### Task details:
Look below for the lines from the one with "column 651, row 58" to the one with "column 412, row 307", and copy exactly those lines, both ends included.

### Source data:
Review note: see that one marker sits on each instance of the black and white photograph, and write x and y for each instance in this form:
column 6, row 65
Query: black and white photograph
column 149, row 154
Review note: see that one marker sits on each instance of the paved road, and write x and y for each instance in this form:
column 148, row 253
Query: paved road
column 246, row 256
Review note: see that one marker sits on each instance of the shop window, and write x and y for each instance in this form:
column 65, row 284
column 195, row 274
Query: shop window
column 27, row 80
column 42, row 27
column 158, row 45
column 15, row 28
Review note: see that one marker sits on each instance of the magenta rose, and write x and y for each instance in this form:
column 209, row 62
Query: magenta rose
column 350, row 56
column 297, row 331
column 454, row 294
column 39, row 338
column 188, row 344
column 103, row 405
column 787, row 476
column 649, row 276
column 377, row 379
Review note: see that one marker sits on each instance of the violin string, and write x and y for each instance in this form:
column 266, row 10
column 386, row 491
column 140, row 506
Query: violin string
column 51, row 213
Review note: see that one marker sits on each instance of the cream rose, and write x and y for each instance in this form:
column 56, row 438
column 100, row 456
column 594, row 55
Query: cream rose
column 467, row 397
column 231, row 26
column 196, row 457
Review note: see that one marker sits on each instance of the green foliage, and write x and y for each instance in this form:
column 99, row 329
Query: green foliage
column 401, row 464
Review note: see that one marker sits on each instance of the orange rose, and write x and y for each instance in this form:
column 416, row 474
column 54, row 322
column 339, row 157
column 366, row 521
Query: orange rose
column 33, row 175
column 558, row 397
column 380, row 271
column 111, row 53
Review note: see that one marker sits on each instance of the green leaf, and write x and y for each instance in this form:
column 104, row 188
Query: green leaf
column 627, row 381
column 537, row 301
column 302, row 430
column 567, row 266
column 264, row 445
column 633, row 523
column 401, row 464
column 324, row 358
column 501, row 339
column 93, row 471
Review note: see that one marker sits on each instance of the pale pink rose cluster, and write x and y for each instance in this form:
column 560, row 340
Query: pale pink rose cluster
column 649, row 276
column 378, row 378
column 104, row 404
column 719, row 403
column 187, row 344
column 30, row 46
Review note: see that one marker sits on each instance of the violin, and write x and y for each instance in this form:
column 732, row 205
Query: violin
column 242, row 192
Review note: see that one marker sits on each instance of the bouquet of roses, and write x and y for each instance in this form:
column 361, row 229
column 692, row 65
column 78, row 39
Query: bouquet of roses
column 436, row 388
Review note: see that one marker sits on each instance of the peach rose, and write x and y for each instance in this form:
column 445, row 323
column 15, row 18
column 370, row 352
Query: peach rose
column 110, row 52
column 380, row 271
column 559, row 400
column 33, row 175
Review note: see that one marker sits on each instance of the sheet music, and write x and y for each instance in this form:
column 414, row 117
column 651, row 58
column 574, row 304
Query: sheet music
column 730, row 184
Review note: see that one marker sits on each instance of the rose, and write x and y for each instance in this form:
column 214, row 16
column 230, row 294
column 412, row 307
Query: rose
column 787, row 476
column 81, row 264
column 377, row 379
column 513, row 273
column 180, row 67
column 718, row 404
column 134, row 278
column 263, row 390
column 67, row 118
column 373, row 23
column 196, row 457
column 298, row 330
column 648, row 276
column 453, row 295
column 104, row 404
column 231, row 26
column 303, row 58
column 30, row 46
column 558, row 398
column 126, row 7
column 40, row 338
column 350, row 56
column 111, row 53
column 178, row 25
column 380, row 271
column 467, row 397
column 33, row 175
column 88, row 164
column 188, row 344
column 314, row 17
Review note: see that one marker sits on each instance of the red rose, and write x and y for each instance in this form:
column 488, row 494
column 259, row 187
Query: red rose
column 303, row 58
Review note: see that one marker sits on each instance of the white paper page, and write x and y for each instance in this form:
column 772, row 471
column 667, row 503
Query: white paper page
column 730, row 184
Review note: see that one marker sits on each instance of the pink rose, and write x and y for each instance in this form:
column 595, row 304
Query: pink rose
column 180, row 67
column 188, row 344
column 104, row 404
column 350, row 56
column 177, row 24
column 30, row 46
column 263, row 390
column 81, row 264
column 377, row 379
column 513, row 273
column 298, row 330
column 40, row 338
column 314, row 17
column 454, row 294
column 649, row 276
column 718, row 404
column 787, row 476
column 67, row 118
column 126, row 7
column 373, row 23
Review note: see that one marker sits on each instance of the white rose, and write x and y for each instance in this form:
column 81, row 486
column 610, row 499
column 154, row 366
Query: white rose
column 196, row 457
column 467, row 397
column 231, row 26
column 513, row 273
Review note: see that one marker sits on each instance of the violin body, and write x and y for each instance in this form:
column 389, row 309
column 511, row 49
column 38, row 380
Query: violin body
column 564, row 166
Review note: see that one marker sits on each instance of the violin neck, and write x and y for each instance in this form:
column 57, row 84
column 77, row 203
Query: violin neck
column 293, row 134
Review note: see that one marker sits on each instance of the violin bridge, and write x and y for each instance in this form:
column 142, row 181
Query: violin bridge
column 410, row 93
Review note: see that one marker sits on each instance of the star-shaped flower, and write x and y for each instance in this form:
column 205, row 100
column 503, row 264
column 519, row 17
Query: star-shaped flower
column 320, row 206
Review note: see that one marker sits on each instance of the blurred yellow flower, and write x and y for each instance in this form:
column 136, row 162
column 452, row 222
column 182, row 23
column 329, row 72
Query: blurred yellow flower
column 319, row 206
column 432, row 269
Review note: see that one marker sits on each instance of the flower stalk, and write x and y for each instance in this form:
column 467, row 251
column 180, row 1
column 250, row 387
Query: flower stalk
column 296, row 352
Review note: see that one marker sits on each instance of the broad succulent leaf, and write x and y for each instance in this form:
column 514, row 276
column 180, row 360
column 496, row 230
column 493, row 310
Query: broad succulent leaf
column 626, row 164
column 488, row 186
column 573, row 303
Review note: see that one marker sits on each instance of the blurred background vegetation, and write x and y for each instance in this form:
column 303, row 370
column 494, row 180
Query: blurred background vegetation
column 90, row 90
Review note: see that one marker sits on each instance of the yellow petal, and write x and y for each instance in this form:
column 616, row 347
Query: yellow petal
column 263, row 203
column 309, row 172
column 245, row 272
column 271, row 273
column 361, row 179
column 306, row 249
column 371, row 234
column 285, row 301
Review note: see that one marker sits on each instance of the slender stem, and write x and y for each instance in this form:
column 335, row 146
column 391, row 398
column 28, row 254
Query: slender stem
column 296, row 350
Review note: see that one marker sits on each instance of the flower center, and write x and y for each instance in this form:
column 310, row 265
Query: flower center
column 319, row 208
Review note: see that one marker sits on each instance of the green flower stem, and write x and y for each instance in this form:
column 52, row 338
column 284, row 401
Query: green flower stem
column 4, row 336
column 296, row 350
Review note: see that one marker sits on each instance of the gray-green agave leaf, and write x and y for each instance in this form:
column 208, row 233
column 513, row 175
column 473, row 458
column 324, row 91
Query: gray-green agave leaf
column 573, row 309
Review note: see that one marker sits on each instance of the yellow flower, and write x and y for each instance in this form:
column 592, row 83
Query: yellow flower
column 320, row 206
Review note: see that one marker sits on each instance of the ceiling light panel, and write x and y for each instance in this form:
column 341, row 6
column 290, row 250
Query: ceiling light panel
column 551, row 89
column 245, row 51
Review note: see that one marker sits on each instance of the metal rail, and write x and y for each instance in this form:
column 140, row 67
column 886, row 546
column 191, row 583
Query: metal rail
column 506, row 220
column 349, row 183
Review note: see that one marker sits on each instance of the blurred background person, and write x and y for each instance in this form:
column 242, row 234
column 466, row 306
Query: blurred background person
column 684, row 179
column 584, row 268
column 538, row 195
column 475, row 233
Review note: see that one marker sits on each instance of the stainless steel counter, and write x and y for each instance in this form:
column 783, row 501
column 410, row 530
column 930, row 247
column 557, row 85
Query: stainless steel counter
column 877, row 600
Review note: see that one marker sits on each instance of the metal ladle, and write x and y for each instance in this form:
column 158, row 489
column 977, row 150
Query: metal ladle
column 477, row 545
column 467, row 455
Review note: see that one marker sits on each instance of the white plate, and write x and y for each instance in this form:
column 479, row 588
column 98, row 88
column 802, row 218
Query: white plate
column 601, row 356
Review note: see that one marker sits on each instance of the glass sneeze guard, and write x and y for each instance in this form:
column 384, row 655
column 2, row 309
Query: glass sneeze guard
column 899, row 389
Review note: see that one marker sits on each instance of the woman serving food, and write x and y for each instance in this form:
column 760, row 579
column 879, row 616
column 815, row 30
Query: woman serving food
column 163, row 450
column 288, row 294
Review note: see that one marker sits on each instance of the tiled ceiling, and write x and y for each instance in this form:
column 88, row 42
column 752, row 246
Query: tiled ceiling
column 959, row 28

### Finished exercise:
column 651, row 58
column 574, row 304
Query: sheet music
column 730, row 184
Review note: see that one marker sits on each instance of the rose, and write x and y for each instance in this form:
column 214, row 16
column 230, row 294
column 412, row 307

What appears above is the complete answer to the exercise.